▶ **Dataset records**:
• • • • •

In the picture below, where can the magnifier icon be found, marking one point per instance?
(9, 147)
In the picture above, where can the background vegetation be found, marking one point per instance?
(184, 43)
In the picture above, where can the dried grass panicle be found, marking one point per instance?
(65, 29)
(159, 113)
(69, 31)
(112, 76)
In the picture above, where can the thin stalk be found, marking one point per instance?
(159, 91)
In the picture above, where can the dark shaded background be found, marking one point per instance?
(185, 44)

• • • • •

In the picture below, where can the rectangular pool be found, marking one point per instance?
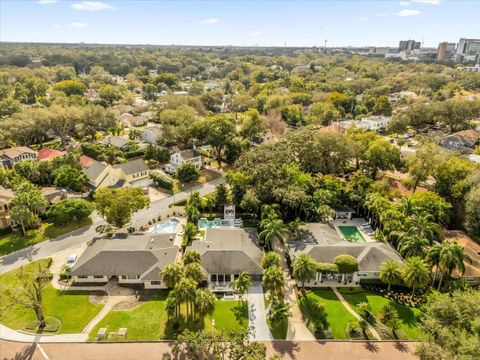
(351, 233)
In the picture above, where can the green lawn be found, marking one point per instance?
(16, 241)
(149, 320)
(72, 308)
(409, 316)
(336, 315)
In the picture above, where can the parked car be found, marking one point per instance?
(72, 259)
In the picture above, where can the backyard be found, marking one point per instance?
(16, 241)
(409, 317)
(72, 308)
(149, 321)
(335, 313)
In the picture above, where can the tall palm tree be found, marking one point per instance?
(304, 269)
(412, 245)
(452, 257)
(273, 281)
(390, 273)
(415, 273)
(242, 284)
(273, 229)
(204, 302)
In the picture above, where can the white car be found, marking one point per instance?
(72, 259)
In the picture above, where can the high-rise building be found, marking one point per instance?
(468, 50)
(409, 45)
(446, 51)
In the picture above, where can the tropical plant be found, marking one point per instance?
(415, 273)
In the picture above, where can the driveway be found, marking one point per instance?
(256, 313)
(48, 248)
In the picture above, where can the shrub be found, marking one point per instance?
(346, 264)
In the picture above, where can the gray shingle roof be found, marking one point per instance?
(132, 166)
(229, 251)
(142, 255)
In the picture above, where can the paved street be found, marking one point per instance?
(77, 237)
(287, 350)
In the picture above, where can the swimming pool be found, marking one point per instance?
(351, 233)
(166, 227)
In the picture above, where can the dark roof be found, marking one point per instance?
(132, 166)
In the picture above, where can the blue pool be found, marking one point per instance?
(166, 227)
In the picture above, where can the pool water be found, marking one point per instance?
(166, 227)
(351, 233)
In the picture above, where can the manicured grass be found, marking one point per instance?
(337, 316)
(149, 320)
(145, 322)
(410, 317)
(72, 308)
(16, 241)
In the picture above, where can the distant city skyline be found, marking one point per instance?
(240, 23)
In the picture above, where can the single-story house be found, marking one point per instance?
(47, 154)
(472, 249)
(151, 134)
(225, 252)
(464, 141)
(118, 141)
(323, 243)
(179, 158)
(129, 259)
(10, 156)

• • • • •

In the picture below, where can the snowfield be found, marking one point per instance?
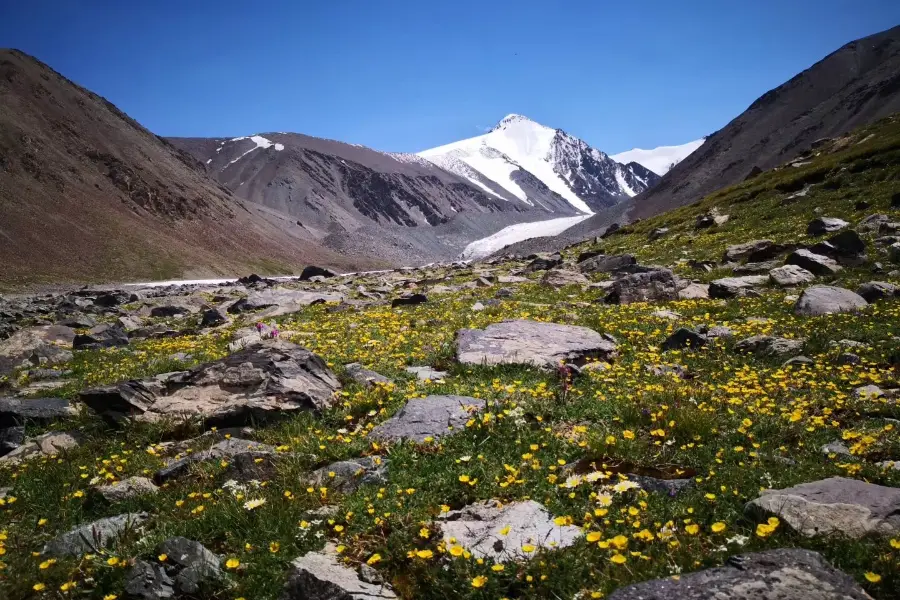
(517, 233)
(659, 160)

• • • • •

▶ **Task description**:
Find each line above that contains the word "pool" and copy those lines in full.

▶ **Final result**:
In the picture below, where can the rectangular pool be found, marking one point per instance?
In the picture above, where can the swimming pool be found, marking one point per instance?
In the picture above, where can the blue pool be found, marking one point per instance?
In the picture above, where can the pool water be found, marking one point per instance?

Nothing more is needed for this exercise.